━━━━━ ТЕКСТ ДЛЯ ЧТЕНИЯ ━━━━━
Но причудливые обрамления гор, сияние в лучах солнца снежных вершин, формы глубоких долин и поворотов речек, спускающиеся чередой в них облака и появляющиеся по утрам над поймами туманы — весь безмолвный вечный строй природы был все тот же, как и 50 лет назад. И тем не менее что-то очень важное отсутствовало в этом строе, угнетало душу, вызывало тревогу. Не слышны были детские голоса, хозяйственный гомон крестьянских дворов, не встречался и сам крестьянин. И только ли это? Не от ума, а от сердца пришло, что пропала здесь простая человеческая радость бытия, исчезла красота земли и творений человека, покинул долину всетворящий дух, где была и есть моя малая родина!



Подумалось тогда, что, видимо, села, как и люди, также смертны. Они родятся, резвятся, мужают, затем дряхлеют и погибают. Может быть, и судьба моего села такова же. Но от отца узнал, что оно погибло в расцвете сил, в начинавшейся юности! Много раз он мне рассказывал о селе, его крестьянах, их бедах и радостях, последней войне. Но на этот раз поведал самое главное, может быть, так до конца и не пережитое, состарившее его раньше времени, и без того искалеченного на фронте. Спустя три года после грустной исповеди он ушел из жизни.
━━━━━ ПОКАЗАННЫЙ МАТЕРИАЛ ━━━━━
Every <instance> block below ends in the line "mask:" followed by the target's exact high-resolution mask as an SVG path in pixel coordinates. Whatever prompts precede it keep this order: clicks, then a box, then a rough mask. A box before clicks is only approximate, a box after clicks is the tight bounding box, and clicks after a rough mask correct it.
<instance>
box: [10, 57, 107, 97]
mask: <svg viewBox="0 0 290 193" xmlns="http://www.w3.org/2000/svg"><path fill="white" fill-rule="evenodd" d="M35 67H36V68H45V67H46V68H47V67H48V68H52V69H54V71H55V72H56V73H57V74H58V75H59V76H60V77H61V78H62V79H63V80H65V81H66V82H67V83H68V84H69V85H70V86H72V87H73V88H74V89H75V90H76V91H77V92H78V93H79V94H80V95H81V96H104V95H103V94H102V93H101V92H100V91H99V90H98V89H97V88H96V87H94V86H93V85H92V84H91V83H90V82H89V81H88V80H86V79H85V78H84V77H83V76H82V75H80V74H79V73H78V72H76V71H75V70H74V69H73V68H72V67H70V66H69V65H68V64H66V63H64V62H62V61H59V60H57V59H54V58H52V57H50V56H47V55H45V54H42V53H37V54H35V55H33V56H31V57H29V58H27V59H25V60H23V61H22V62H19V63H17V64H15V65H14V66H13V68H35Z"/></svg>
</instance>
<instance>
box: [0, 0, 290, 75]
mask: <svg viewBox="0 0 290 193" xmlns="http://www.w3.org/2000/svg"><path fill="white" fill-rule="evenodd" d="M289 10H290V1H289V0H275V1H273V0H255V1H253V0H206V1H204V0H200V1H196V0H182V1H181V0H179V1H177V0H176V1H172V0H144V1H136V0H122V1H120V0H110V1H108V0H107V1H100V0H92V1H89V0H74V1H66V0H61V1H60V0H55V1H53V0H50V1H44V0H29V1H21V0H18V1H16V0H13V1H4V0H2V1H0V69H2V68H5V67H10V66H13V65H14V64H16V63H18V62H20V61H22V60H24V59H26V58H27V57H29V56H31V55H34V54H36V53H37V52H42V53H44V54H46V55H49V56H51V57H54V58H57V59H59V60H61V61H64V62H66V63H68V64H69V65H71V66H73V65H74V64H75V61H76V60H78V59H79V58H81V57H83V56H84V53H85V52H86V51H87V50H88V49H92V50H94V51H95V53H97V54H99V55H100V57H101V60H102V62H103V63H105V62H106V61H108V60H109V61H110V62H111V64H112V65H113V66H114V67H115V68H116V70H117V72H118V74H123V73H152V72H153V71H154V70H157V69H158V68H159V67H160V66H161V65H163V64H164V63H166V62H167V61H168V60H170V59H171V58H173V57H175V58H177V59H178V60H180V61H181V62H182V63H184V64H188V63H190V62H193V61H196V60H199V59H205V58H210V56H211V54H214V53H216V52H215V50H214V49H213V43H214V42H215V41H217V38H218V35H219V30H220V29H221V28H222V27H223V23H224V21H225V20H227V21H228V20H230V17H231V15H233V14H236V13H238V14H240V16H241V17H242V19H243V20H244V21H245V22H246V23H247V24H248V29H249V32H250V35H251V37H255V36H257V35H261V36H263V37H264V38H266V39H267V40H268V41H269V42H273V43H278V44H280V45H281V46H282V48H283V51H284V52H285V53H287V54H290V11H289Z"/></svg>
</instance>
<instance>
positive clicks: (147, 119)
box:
━━━━━
— ЗАДАНИЕ —
Объясните в одном–трех предложениях, почему в отрывке о малой родине рассказчику кажется, что в неизменном строе природы недостает чего-то очень важного. Эти строки никак не связаны с отрывком.

— ВЫПОЛНЕННОЕ ЗАДАНИЕ —
В долине не слышны были детские голоса и хозяйственный гомон крестьянских дворов, не встречался и сам крестьянин. Сердцем пришло понимание, что отсюда пропала простая человеческая радость бытия, исчезла красота земли и творений человека и ушел всетворящий дух.